- Document
L’exposition « Ripaillons » de la Bibliothèque municipale de Bordeaux, consacrée jusqu’au 19 juillet 2014 au repas gastronomique des Français, est l’occasion de s’intéresser aux menus. Les plages cartonnées qui ornent les tables depuis des siècles sont mises à l’honneur.
Interview de Caroline Poulain, conservatrice patrimoniale aux bibliothèques municipales de Dijon et spécialiste de l’histoire des menus.
Comment vous intéressez-vous à l’histoire des menus ?
Les bibliothèques municipales de Dijon disposent de collections classiques importantes ainsi que de fonds patrimoniaux originaux. En particulier, la bibliothèque développe un fonds « gourmand » depuis une trentaine d’années, autour de la gastronomie et du vin. Se construit aussi, depuis 2009, une des plus grandes collections de menus.
Au-delà de la succession de plats, quelles informations apporte un menu ?
Les intérêts du menu sont très divers. En termes historiques, le menu renseigne de l’évolution de la gastronomie, des plats. Il illustre aussi l’évolution de la vie quotidienne.
Par exemple, l’étude de l’iconographie informe sur l’évolution du mariage. On voit bien que le mariage est passé d’un rite très strict à un évènement bien plus familial aujourd’hui.
Le « trou normand » est, par exemple, renommé « trou allié » durant la Première guerre mondiale
Les menus mettent aussi en perspective les grands évènements historiques car la plupart d’entre eux se sont clos par des dîners d’État. Nous nous intéressons aujourd’hui particulièrement aux menus de la période 1914-1948. Des noms de plats de cette époque sont très évocateurs des évènements. Le « trou normand » est, par exemple, renommé « trou allié ».
L’illustration des menus apporte également des informations sur le travail de l’imprimeur et dans une plus large mesure de l’histoire de l’Art. Les menus renseignent aussi l’histoire de la publicité puisque, pendant longtemps, les grandes marques finançaient les cartes.
Est-ce l’Histoire qui fait les menus ou les menus qui font l’Histoire ?

- Consigne a
Recopiez le passage de l’entretien sur les menus allant de « Interview de Caroline » jusqu’à « la vie quotidienne. », en changeant « gastronomie » en « cuisine ».

Entrées de la collection

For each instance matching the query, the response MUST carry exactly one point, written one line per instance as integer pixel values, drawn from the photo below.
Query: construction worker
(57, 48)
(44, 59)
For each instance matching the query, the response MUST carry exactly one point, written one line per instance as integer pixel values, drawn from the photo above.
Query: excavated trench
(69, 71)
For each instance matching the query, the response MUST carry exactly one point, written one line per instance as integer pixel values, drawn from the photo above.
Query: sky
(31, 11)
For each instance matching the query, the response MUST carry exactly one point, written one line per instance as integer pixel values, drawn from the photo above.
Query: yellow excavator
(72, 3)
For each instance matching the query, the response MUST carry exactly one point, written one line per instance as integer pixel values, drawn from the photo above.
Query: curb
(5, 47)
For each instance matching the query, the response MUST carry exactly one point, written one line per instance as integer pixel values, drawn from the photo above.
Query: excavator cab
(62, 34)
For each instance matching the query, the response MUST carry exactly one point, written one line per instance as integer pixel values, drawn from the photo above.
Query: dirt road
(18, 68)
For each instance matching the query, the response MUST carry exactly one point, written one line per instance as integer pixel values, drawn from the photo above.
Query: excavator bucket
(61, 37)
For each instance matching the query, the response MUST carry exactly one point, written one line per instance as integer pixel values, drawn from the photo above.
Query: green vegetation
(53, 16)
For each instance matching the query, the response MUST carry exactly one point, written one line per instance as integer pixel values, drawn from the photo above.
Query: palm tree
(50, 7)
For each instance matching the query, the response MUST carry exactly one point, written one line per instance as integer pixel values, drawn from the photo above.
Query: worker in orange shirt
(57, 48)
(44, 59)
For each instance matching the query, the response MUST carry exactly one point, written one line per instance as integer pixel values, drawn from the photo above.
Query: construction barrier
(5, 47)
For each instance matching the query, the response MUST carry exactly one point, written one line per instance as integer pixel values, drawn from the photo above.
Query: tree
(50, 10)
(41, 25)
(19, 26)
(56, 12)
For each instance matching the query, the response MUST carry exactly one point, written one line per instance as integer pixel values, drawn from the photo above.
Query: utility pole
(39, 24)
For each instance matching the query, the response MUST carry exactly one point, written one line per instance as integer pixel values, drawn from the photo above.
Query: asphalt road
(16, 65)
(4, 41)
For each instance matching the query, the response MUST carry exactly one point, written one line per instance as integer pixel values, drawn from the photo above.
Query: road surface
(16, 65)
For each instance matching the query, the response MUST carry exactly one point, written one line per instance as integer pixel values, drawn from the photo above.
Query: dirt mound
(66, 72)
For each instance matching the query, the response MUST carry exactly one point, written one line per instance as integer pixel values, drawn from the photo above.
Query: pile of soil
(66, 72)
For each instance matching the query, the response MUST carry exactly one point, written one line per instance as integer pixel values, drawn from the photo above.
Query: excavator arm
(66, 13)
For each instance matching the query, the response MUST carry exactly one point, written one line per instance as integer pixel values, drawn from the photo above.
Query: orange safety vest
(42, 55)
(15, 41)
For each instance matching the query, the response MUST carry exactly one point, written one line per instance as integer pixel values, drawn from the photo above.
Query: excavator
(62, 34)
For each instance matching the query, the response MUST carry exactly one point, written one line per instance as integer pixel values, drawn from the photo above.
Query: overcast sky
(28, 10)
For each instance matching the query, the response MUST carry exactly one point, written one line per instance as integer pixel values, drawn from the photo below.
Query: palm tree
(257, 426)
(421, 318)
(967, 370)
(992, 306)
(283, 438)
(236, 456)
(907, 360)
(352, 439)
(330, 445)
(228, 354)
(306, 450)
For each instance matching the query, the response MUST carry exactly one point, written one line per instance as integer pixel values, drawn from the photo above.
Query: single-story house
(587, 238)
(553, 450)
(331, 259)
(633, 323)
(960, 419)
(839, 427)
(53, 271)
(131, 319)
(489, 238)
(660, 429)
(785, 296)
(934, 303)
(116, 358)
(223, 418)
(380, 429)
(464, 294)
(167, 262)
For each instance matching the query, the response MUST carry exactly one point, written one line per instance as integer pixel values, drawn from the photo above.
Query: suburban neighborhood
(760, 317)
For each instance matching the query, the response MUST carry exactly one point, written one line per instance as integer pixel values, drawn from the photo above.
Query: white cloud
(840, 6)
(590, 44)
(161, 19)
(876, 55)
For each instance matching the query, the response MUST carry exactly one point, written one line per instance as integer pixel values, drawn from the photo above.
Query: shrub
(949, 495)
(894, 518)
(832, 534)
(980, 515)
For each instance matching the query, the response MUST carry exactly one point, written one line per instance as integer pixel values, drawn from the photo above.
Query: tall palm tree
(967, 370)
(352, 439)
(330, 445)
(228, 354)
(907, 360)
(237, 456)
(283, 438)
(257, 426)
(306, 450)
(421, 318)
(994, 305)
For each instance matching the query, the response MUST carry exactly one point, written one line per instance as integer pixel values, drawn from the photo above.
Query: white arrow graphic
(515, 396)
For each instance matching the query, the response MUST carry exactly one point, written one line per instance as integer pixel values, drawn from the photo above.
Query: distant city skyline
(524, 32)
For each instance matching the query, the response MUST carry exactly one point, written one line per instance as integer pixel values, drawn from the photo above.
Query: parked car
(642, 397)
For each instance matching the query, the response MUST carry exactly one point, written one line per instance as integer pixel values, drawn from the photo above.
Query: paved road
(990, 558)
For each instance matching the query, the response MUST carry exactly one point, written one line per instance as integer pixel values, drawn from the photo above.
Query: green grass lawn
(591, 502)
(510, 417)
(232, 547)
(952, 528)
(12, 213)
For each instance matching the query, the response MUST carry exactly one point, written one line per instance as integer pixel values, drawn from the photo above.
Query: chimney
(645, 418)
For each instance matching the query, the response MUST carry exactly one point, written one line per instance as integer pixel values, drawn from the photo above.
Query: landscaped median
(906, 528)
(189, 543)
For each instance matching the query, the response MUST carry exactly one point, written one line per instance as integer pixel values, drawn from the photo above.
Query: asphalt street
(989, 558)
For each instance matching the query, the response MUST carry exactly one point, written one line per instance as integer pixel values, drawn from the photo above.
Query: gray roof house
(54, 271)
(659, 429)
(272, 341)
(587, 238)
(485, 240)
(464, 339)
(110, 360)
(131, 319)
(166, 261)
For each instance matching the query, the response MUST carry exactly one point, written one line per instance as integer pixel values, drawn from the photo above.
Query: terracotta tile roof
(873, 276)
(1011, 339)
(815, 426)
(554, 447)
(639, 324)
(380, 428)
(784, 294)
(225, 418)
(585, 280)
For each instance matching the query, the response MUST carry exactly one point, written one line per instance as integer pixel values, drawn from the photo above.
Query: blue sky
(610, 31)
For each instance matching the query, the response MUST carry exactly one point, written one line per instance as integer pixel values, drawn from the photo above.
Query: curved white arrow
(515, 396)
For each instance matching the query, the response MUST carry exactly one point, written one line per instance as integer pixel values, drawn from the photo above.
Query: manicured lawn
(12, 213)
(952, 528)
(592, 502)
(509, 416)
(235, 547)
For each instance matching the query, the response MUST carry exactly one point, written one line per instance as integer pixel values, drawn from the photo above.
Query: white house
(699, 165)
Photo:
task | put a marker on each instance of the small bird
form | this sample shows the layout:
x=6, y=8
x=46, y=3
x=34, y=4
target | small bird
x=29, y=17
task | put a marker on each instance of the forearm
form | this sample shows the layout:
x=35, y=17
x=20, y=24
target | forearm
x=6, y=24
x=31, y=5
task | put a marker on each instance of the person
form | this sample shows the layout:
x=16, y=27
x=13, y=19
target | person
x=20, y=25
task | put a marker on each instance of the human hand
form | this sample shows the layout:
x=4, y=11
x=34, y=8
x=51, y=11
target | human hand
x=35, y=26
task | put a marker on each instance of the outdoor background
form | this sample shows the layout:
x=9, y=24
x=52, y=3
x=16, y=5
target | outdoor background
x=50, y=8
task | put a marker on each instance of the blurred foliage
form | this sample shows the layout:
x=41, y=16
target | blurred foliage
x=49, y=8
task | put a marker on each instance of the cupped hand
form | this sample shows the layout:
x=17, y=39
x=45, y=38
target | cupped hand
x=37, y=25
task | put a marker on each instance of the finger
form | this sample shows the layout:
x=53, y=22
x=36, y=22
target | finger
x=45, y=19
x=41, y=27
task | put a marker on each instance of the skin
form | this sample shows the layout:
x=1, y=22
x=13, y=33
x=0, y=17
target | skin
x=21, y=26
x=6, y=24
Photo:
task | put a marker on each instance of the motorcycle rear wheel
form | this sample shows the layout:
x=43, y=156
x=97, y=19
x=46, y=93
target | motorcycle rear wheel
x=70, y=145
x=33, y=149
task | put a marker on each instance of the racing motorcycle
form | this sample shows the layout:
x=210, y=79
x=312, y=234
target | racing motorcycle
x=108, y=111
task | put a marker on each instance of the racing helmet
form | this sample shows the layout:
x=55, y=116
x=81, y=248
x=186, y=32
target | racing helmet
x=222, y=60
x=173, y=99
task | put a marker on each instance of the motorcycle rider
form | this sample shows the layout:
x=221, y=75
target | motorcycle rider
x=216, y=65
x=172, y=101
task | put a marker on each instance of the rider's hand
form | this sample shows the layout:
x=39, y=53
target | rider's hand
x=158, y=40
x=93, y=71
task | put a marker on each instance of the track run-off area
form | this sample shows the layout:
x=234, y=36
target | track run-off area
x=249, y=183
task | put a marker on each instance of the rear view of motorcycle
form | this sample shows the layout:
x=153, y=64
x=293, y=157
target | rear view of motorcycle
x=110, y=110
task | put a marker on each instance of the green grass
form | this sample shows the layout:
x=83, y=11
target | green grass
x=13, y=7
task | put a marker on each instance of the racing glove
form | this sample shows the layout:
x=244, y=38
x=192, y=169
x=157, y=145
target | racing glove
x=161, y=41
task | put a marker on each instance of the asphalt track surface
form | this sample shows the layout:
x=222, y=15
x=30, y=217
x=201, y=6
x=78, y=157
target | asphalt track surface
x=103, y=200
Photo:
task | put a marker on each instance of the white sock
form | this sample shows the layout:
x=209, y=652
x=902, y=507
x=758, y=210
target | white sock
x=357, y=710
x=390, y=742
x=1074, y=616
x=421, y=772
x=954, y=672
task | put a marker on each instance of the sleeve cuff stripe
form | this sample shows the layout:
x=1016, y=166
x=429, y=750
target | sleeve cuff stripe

- Consigne b
Repérez dans les enregistrements chaque ligne où figure la chaîne « human », puis recopiez toutes ces lignes.

- Réponse rédigée a
Interview de Caroline Poulain, conservatrice patrimoniale aux bibliothèques municipales de Dijon et spécialiste de l’histoire des menus.
Comment vous intéressez-vous à l’histoire des menus ?
Les bibliothèques municipales de Dijon disposent de collections classiques importantes ainsi que de fonds patrimoniaux originaux. En particulier, la bibliothèque développe un fonds « gourmand » depuis une trentaine d’années, autour de la cuisine et du vin. Se construit aussi, depuis 2009, une des plus grandes collections de menus.
Au-delà de la succession de plats, quelles informations apporte un menu ?
Les intérêts du menu sont très divers. En termes historiques, le menu renseigne de l’évolution de la cuisine, des plats. Il illustre aussi l’évolution de la vie quotidienne.

- Réponse rédigée b
task | put a marker on each instance of the human hand
target | human hand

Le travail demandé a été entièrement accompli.